» The task: Update the listing below by replacing every "determine if" with "check whether". Leave everything else unchanged.

Dataset entries
==========

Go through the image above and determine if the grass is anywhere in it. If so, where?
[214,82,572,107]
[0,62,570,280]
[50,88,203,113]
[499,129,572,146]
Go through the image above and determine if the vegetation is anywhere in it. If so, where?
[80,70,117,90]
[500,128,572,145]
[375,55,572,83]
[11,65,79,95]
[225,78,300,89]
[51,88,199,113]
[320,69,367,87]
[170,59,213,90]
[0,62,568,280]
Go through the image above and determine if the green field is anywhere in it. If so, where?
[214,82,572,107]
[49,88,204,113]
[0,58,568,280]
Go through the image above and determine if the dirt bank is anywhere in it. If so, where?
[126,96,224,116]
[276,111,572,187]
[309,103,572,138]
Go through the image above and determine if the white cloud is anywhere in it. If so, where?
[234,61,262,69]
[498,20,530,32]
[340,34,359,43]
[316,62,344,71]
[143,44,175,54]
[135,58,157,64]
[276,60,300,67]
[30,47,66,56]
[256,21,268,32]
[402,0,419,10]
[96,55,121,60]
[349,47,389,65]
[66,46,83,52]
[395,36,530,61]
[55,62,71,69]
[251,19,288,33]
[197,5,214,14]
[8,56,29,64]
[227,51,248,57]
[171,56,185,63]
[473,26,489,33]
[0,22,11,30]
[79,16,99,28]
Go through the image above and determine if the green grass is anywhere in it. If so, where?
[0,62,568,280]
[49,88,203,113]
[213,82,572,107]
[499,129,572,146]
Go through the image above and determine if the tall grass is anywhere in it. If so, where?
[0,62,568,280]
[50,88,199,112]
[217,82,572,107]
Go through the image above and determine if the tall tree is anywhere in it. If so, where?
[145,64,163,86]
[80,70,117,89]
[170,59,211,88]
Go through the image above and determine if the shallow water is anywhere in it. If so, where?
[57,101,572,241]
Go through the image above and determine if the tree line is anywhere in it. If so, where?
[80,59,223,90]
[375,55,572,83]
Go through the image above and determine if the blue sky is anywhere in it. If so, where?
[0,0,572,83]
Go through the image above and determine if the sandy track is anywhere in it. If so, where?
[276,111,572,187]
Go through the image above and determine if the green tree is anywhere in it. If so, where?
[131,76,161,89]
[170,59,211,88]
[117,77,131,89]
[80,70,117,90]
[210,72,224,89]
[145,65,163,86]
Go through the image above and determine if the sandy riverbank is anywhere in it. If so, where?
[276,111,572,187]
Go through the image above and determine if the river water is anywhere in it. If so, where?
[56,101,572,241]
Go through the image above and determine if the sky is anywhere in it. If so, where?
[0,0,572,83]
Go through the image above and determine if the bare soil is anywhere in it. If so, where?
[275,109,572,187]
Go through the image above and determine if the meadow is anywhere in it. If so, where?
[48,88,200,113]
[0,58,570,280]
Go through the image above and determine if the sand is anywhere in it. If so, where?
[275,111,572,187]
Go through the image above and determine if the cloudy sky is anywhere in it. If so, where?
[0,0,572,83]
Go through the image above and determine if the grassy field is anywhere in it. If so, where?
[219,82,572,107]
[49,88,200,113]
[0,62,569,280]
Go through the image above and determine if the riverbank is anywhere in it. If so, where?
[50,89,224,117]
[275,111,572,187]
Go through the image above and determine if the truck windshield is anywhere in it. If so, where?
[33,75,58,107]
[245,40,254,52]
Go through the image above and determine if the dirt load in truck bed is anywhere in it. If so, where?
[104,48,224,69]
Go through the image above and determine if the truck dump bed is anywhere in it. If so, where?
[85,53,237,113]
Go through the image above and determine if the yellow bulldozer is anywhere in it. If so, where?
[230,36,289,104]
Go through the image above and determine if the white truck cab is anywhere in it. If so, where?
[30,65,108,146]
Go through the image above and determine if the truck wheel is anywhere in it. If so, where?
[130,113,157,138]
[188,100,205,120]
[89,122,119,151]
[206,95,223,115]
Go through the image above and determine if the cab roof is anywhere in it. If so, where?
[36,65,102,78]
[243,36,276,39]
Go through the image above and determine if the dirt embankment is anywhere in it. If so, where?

==========

» Correct response:
Go through the image above and check whether the grass is anywhere in it. If so, where?
[214,82,572,107]
[0,62,570,280]
[50,88,203,113]
[499,129,572,146]
Go through the image above and check whether the vegetation is anywhere in it. If so, where?
[80,70,117,90]
[500,128,572,145]
[375,55,572,83]
[11,65,79,95]
[225,78,300,89]
[51,88,199,113]
[320,69,367,87]
[170,59,213,90]
[0,62,568,280]
Go through the image above and check whether the green field is anywhere in it. If so, where?
[214,82,572,107]
[49,88,204,113]
[0,58,568,280]
Go through the image above and check whether the dirt bank is anywhere in it. If so, where?
[126,96,224,116]
[276,111,572,187]
[309,103,572,138]
Go through the image above and check whether the white cloud is anywhere in it. If so, where?
[234,61,262,69]
[498,20,530,32]
[340,34,359,43]
[316,62,344,71]
[143,44,175,54]
[135,58,157,64]
[276,60,300,67]
[30,47,66,56]
[256,21,268,32]
[402,0,419,10]
[96,55,121,60]
[349,47,389,65]
[66,46,83,52]
[395,36,530,61]
[55,62,71,69]
[251,19,288,33]
[197,5,214,14]
[8,56,29,64]
[227,51,248,57]
[171,56,185,63]
[473,26,489,33]
[0,22,11,30]
[79,16,99,28]
Go through the image above and check whether the green grass is anywhere in it. If so, where?
[0,62,568,280]
[49,88,203,113]
[213,82,572,107]
[499,129,572,146]
Go through the image above and check whether the tall grass is anywhere in it. If so, where?
[0,62,568,280]
[50,88,199,112]
[217,82,572,107]
Go through the image above and check whether the tall tree is anywhere in it. If so, where?
[145,64,163,86]
[80,70,117,89]
[170,59,211,88]
Go through the image above and check whether the shallow water is anywhere in it. If so, where?
[57,101,572,241]
Go through the image above and check whether the tree line is anywhere in it. If so, where?
[80,59,223,90]
[375,55,572,83]
Go through the image above and check whether the blue sky is anywhere in it. If so, where?
[0,0,572,83]
Go through the image above and check whether the sandy track is anywhere in it. If so, where?
[276,111,572,187]
Go through the image above and check whether the green tree is anywhere in it. If so, where?
[131,76,161,89]
[170,59,211,88]
[117,77,131,89]
[80,70,117,90]
[210,72,224,89]
[145,65,163,86]
Go through the image above and check whether the sandy riverbank is anywhere in it. If so, where?
[276,111,572,187]
Go through the image above and check whether the river water is anywhere in it. If so, where?
[56,101,572,241]
Go through the image above and check whether the sky is anywhere in it. If so, where?
[0,0,572,83]
Go through the image above and check whether the bare soil is anywhere in it. If so, where?
[275,109,572,187]
Go through the image above and check whether the meadow is anywhere in it. If so, where?
[48,88,200,113]
[0,58,570,280]
Go through the image above and check whether the sand is anywhere in it. If so, where?
[275,111,572,187]
Go through the image above and check whether the cloudy sky is anywhere in it. If so, where?
[0,0,572,83]
Go through the image above and check whether the grassy field is anywhere in it. If so, where?
[219,82,572,107]
[49,88,200,113]
[0,62,569,280]
Go through the image above and check whether the riverbank is anywhere in it. If so, where?
[50,89,224,117]
[275,111,572,187]
Go through the image above and check whether the truck windshield is anywhere in it. If so, where?
[33,75,58,107]
[245,40,254,52]
Go through the image above and check whether the dirt load in truck bed is anywhere in it. If so, where?
[104,48,224,69]
Go through the image above and check whether the truck dump bed is anywhere in it. If so, where?
[85,53,237,113]
Go through the image above and check whether the yellow bulldozer is anywhere in it. If so, where?
[230,36,289,104]
Go through the image above and check whether the white truck cab is anywhere in it. If so, where?
[30,65,108,146]
Go through the image above and check whether the truck wheel is anywhere in it. If so, where?
[130,113,157,138]
[188,100,205,120]
[89,122,119,151]
[206,95,223,115]
Go through the image above and check whether the cab roof is anywhere in it. If so, where?
[36,65,102,78]
[243,36,276,39]
Go through the image above and check whether the dirt embankment is anywhere in it. If so, where?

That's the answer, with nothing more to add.